#### Selected excerpt
Science and Technology in Ancient India

India carries a long and well-documented legacy of scientific thinking. Many ideas that the modern world takes for granted first took shape here: the technique of algebra and the algorithm, the concept of zero, the surgical repair of a nose, the idea that matter is built from tiny indivisible particles, the herbal system of medicine, the smelting of metals, even the game of chess. Studying this period is not about nostalgia. It is about recognising that careful observation and reasoning have a deep history in the subcontinent. These contributions are also a favourite area for examiners.

Mathematics in ancient India went by the general name Ganita. It covered several branches:

• Arithmetic: called Pattin Ganita or Anka Ganita.
• Algebra: called Bijaganita, literally "the other mathematics".
• Geometry: called Rekha Ganita.
• Astronomy: called Khagolshastra.
• Astrology: called Jyotisa.

The earliest known mathematical work was the Sulvasutra, written by Baudhayana in the 6th century BC. It already contained a value for Pi (used to find the area and circumference of a circle) and rules very similar to what later became known as the Pythagoras theorem. In the 2nd century BC, Apastamba developed practical geometry (acute, obtuse and right angles). This knowledge was used to lay out fire altars. The fine town planning of the Harappan cities also shows an early command of measurement and geometry.

A series of great mathematicians followed:

• Aryabhatta (around 499 AD) wrote the Aryabhattiya. It introduced a method of denoting large decimal numbers using alphabets, and covered number theory, geometry, trigonometry and algebra. He worked out the area of a triangle and is credited with a value of Pi more accurate than the Greeks'.
• Brahmagupta (7th century AD), in his Brahmasputa Siddhantika, was the first to treat zero (Shunya) as a number in its own right. He also introduced negative numbers, describing them as "debts" and positive numbers as "fortunes". In geometry, he worked out the properties of cyclic quadrilaterals, four-sided figures whose corners all lie on a circle, including a formula for their area.
• Mahaviracharya (9th century AD) wrote Ganit Sara Sangraha. It was the first textbook on arithmetic in its present form. It laid out the method of finding the Lowest Common Multiple long before John Napier.
########
#### Stored data
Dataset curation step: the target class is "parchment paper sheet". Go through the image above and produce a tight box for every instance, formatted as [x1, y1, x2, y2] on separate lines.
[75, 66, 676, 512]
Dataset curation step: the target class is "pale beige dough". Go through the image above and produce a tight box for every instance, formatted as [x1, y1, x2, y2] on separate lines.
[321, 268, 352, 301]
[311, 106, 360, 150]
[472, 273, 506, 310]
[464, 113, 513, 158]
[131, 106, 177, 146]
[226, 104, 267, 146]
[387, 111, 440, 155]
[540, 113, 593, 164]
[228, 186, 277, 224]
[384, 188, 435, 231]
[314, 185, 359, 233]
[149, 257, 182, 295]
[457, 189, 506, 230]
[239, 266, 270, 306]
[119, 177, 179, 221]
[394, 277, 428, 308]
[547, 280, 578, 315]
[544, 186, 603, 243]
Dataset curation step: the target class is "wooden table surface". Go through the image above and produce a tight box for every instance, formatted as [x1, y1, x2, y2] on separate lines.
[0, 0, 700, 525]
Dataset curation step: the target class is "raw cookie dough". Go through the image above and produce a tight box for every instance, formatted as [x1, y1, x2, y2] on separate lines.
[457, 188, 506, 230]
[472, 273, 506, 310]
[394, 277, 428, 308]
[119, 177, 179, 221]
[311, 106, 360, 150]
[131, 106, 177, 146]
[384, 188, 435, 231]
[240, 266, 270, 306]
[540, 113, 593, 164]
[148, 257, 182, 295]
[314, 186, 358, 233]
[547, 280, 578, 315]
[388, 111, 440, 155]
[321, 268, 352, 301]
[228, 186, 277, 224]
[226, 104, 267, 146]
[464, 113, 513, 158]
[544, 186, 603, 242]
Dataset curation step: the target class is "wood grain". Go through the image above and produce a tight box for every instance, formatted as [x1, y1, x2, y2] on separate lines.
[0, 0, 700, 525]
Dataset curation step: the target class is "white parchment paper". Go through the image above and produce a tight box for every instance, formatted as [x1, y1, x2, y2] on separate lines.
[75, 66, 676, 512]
########
◆ Task set
**1.** In the article on science in ancient India, retype the part that opens with the words containing "India carries a" and closes with "Astrology: called Jyotisa.".
**2.** Using the article on science in ancient India, name every branch of Ganita it lists, each with the ancient name it gives.
**3.** Carry on the article on science in ancient India from its last sentence.

◆ Exercise results
**1.**
India carries a long and well-documented legacy of scientific thinking. Many ideas that the modern world takes for granted first took shape here: the technique of algebra and the algorithm, the concept of zero, the surgical repair of a nose, the idea that matter is built from tiny indivisible particles, the herbal system of medicine, the smelting of metals, even the game of chess. Studying this period is not about nostalgia. It is about recognising that careful observation and reasoning have a deep history in the subcontinent. These contributions are also a favourite area for examiners.

Mathematics in ancient India went by the general name Ganita. It covered several branches:

• Arithmetic: called Pattin Ganita or Anka Ganita.
• Algebra: called Bijaganita, literally "the other mathematics".
• Geometry: called Rekha Ganita.
• Astronomy: called Khagolshastra.
• Astrology: called Jyotisa.

**2.**
- Arithmetic: Pattin Ganita or Anka Ganita
- Algebra: Bijaganita
- Geometry: Rekha Ganita
- Astronomy: Khagolshastra
- Astrology: Jyotisa

**3.**
• Bhaskaracharya (12th century AD) wrote the Siddhanta Shiromani in four parts: Lilavati (arithmetic), Beejganita (algebra), Goladhyaya (spheres) and Grahaganita (mathematics of the planets). His chakrawat (cyclic) method solved algebraic equations.
• Pingala described the binary number system in his Chandahsastra, the earliest Sanskrit treatise on prosody. The sequence later known in Europe as Fibonacci numbers first appears in his work as the matrameru.

This mathematical precision was part of a wider scientific culture, and the two are often tested together. While geometers refined Pi and the properties of figures, surgeons refined their tools. By around the 1st century AD, the Sushruta Samhita already describes a large set of specialised surgical instruments, and these were in common use among practising surgeons. So two claims about this era are both true: ancient India had an accurate value of Pi early on, and it had specialised surgical tools in everyday use by the 1st century AD.

The concept of zero and the decimal place-value system spread outward from India. Arab traders carried it abroad. The Arabs acknowledged the debt by calling mathematics "Hindisat", the Indian art. In the medieval period the tradition continued: Narayan Pandit wrote Ganitakaumudi and Bijaganitavatamsa, Nilakantha Somasutvan wrote Tantrasamgraha on trigonometric functions, and at Akbar's court Faizi translated Bhaskara's Lilavati and Beejaganita into Persian.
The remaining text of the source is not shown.